▶ WHAT YOU ARE ASKED TO DO
Please reproduce each of the rows below word for word, without changing anything.

──────────────────────────────

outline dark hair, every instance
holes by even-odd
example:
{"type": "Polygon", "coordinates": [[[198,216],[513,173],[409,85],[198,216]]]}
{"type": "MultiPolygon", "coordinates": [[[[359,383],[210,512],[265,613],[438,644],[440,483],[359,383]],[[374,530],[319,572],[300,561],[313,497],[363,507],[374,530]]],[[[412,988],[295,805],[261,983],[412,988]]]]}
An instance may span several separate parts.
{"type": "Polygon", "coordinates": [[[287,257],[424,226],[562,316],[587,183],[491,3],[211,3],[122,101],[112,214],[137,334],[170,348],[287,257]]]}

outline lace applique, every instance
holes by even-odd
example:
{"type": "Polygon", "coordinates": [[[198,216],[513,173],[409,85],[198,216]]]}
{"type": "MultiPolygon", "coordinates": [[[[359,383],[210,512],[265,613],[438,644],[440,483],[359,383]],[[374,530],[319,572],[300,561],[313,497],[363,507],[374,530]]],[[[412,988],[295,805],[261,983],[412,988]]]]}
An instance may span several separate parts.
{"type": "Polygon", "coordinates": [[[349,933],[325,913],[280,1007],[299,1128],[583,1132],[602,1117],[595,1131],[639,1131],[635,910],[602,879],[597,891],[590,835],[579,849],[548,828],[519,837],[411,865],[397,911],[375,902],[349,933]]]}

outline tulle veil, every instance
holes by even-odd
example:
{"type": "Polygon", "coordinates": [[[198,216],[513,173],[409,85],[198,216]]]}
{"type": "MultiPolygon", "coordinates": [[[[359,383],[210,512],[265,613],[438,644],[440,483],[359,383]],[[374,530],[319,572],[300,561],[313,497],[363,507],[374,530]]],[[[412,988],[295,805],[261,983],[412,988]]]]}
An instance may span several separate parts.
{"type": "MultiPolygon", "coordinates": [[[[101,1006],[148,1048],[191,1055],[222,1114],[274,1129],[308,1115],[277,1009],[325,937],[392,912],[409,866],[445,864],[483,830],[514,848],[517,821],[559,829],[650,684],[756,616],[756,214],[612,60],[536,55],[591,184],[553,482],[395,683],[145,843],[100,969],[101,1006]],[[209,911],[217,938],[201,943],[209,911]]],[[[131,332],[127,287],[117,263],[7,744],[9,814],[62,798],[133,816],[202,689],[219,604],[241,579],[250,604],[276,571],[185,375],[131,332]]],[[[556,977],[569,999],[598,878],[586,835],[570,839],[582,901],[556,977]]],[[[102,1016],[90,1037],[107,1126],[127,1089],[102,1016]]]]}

──────────────────────────────

▶ ANSWER FOR THIS EXERCISE
outline dark hair, every instance
holes by even-odd
example:
{"type": "Polygon", "coordinates": [[[198,216],[513,173],[409,85],[198,216]]]}
{"type": "MultiPolygon", "coordinates": [[[[359,383],[210,512],[265,613],[438,644],[440,483],[359,383]],[[374,530],[319,572],[300,561],[313,497],[363,507],[374,530]]],[[[412,988],[295,805],[261,983],[412,988]]]]}
An instance may span several separate parts.
{"type": "Polygon", "coordinates": [[[287,257],[424,226],[562,316],[587,183],[491,3],[211,3],[122,101],[112,214],[137,334],[170,348],[287,257]]]}

outline lace applique, every instance
holes by even-odd
example:
{"type": "Polygon", "coordinates": [[[198,216],[513,173],[409,85],[198,216]]]}
{"type": "MultiPolygon", "coordinates": [[[[359,383],[210,512],[265,613],[438,644],[440,483],[359,383]],[[374,530],[319,572],[300,561],[313,497],[363,507],[374,530]]],[[[412,988],[295,805],[261,983],[412,988]]]]}
An instance may span several separate parts.
{"type": "Polygon", "coordinates": [[[349,933],[325,913],[280,1007],[299,1128],[583,1132],[602,1117],[595,1131],[639,1131],[635,910],[602,879],[597,891],[590,835],[579,849],[548,828],[519,837],[411,865],[397,911],[375,902],[349,933]]]}

outline tulle veil, every instance
holes by even-odd
example:
{"type": "Polygon", "coordinates": [[[198,216],[513,173],[409,85],[198,216]]]}
{"type": "MultiPolygon", "coordinates": [[[[359,383],[210,512],[265,613],[438,644],[440,483],[359,383]],[[374,530],[319,572],[300,561],[313,497],[363,507],[374,530]]],[[[412,988],[295,805],[261,983],[412,988]]]]}
An instance may span several separate parts.
{"type": "MultiPolygon", "coordinates": [[[[101,1006],[148,1048],[191,1055],[222,1114],[274,1129],[308,1115],[277,1009],[325,937],[392,912],[409,866],[445,864],[483,830],[514,848],[517,821],[559,829],[650,684],[756,616],[756,214],[612,60],[536,55],[591,184],[553,482],[395,683],[145,843],[100,969],[101,1006]],[[209,911],[217,938],[201,943],[209,911]]],[[[131,332],[127,287],[117,263],[7,744],[9,814],[62,798],[133,816],[202,689],[219,604],[241,579],[250,604],[276,571],[185,375],[131,332]]],[[[556,977],[569,999],[598,878],[586,835],[570,839],[582,901],[556,977]]],[[[102,1016],[90,1037],[107,1126],[127,1089],[102,1016]]]]}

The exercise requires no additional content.